EXTRACTED ENTRIES:
* Start *

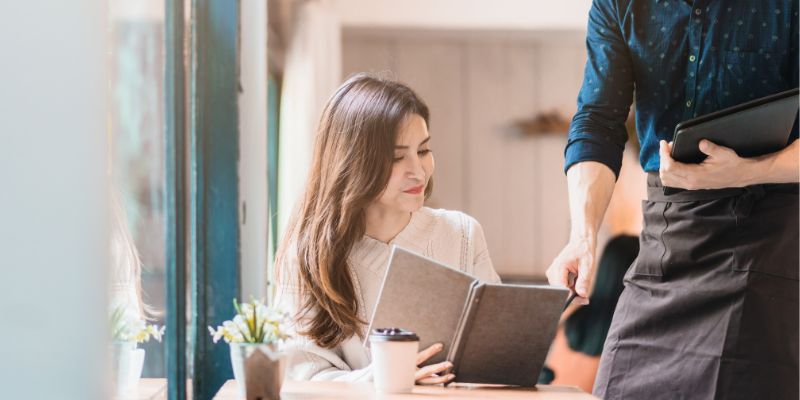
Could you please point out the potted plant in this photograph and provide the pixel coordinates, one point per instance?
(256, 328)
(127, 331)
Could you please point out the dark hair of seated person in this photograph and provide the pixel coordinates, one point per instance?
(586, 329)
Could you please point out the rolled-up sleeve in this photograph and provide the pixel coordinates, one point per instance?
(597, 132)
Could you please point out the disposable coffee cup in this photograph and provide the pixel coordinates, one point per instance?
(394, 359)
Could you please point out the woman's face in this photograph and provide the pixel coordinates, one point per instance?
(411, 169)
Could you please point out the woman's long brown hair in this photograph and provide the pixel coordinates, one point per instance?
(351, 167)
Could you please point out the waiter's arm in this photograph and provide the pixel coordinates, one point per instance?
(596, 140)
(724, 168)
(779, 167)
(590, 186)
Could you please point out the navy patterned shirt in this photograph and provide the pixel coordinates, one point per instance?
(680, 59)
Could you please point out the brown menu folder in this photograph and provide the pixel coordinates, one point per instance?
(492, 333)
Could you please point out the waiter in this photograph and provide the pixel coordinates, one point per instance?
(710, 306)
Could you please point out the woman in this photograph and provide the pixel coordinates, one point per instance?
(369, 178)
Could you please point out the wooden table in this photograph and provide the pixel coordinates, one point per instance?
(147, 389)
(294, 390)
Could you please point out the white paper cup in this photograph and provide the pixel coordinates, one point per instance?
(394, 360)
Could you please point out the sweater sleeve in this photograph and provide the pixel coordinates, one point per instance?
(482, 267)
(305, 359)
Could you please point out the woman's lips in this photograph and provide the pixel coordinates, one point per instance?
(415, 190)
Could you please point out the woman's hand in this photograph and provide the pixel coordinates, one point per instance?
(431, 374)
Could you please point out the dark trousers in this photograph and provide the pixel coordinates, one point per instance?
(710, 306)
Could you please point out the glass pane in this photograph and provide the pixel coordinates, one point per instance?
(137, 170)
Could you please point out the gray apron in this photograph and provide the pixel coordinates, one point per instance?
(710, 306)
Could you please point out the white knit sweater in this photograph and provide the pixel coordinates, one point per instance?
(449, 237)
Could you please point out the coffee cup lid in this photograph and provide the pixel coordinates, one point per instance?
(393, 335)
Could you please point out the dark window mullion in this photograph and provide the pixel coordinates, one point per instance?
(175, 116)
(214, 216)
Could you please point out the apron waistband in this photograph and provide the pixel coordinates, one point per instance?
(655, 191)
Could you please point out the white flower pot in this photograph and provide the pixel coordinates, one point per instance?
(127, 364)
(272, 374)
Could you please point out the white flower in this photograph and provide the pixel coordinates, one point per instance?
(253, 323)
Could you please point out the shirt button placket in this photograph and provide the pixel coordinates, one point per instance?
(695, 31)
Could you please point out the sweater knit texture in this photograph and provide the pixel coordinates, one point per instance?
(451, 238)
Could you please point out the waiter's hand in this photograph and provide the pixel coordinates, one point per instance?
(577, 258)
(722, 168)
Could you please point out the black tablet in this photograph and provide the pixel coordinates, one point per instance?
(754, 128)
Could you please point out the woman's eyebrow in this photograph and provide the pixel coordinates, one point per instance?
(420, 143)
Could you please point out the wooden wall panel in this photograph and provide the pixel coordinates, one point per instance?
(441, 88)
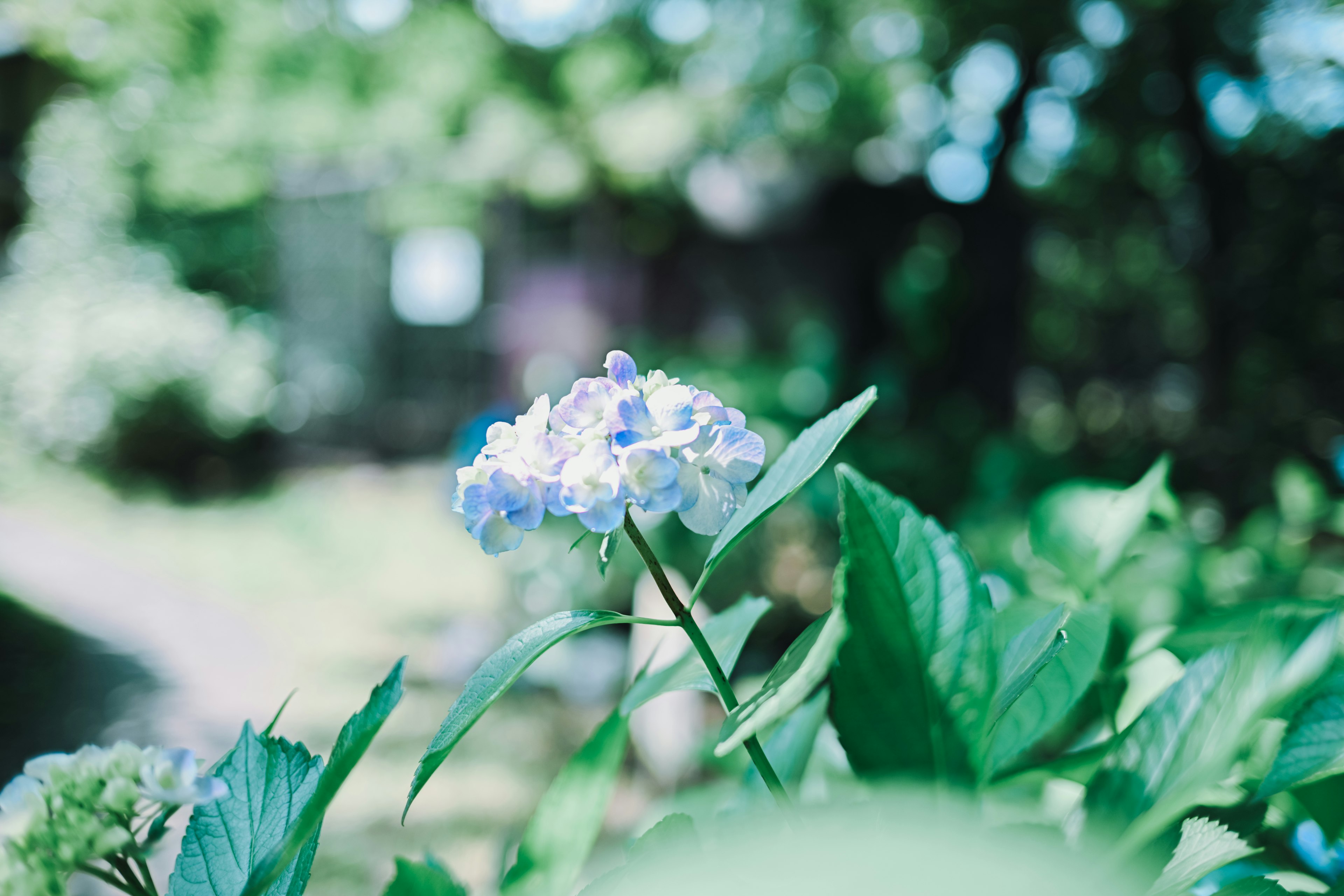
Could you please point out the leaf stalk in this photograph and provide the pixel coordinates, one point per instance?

* End *

AIM OF THE TASK:
Return the listing above line for line, with no changes to the wording, and leave out the pictures.

EXERCISE RESPONSE:
Could you please point out the potted plant in this photograph and provide the pixel coordinates, one point per instance?
(256, 328)
(127, 331)
Could you please point out the dark hair of seated person in this photograph and provide the pixel coordinates, one point per instance?
(586, 329)
Could you please point out the rolled-up sleeve in this photograph and provide the pixel coordinates, one point per instance?
(597, 132)
Could you please point out the disposable coffee cup in this photograph and provide the pixel coordinates, one point per instance?
(394, 359)
Could you please point out the woman's face in this photograph and provide the pixel coordinates, one point per instance?
(411, 169)
Could you please point out the woman's long brown hair in this photograph and provide the pixel coordinates, one point per instance?
(351, 167)
Could you please point out the waiter's arm in this photograph and provide the pixel coordinates, one point per instance?
(596, 140)
(724, 168)
(779, 167)
(590, 186)
Could you please point out the navy patterned shirt in this photograph and provide the pixel coordinates, one point per instance?
(680, 59)
Could you please point out the brown menu folder in this photograph and provide the pixel coordinates, one point per instance?
(492, 333)
Could you please point out the waiter in this photograph and provide the pixel coordinates, one point per instance?
(710, 306)
Could you please point out the woman in this photograph and provide the pixel coordinates, one point per instance?
(369, 178)
Could you please point out the wooden table in this photograph and provide the pixel coordinates, one point per instance?
(147, 389)
(294, 390)
Could you please point out the white paper cup in this photograph and provide the pixel coordinates, one point per instance?
(394, 360)
Could you please point out the sweater sleeve in this photograph and provide the pixel coordinates, one point per instance?
(482, 267)
(305, 359)
Could you please point out the woman's lips in this photograph and provide the pixel coordinates, one point per instance?
(415, 190)
Could you please point out the woman's hand in this photograph and provide the pixel coordinates, one point per instance?
(431, 374)
Could you please point out the dark trousers in this photograph and provide the pixel coordinates, one point per instance?
(710, 306)
Could you please point out the glass pane in this photograph and provide the pixel coordinates, one point per instance?
(137, 170)
Could you please point out the gray apron in this photograph and provide the pixel coordinates, one point per instance?
(710, 306)
Could you please point out the white knit sweater in this photograph and provide the pixel coordinates, one point per instance?
(449, 237)
Could you please point out the coffee cup lid in this photograph and provide the pixel coordinates, one point per instance?
(393, 335)
Could you please point out the dark window mullion in this photograph and provide the pixel coordinates, one point per instance?
(175, 116)
(214, 216)
Could you please point out the apron waistband in this photograph and provide the pixel coordinates, one point per instance?
(655, 191)
Could you please point out the white flower pot in this photograph and provide the pixel coordinates, one point per instance?
(127, 364)
(272, 374)
Could you please point out the white flower in this photograph and provide the pixel coordinates, one point per instance?
(253, 323)
Could you please point out the shirt button placket in this photograph and provide the pixel coordinates, one point per instance?
(695, 31)
Could you please point out the sweater knit texture in this photograph and provide the pixel coordinates, one point per instance?
(451, 238)
Could you please point out the waiter's hand in this photograph and provide the pixel coordinates, one point per instance?
(577, 258)
(722, 168)
Could you please point out the black tablet in this photograph and provide the pixel coordinates, one point per instance?
(754, 128)
Could you please point out the woman's eyebrow in this photograph and provide the pixel coordinates, one point per instance?
(420, 143)
Could you please point out the wooden wall panel in this photograph and provide the pixel coordinates, one point per instance?
(441, 88)
Could you please point out the leaf stalk in this photograph and provide the pixel coordinates, one point per instance?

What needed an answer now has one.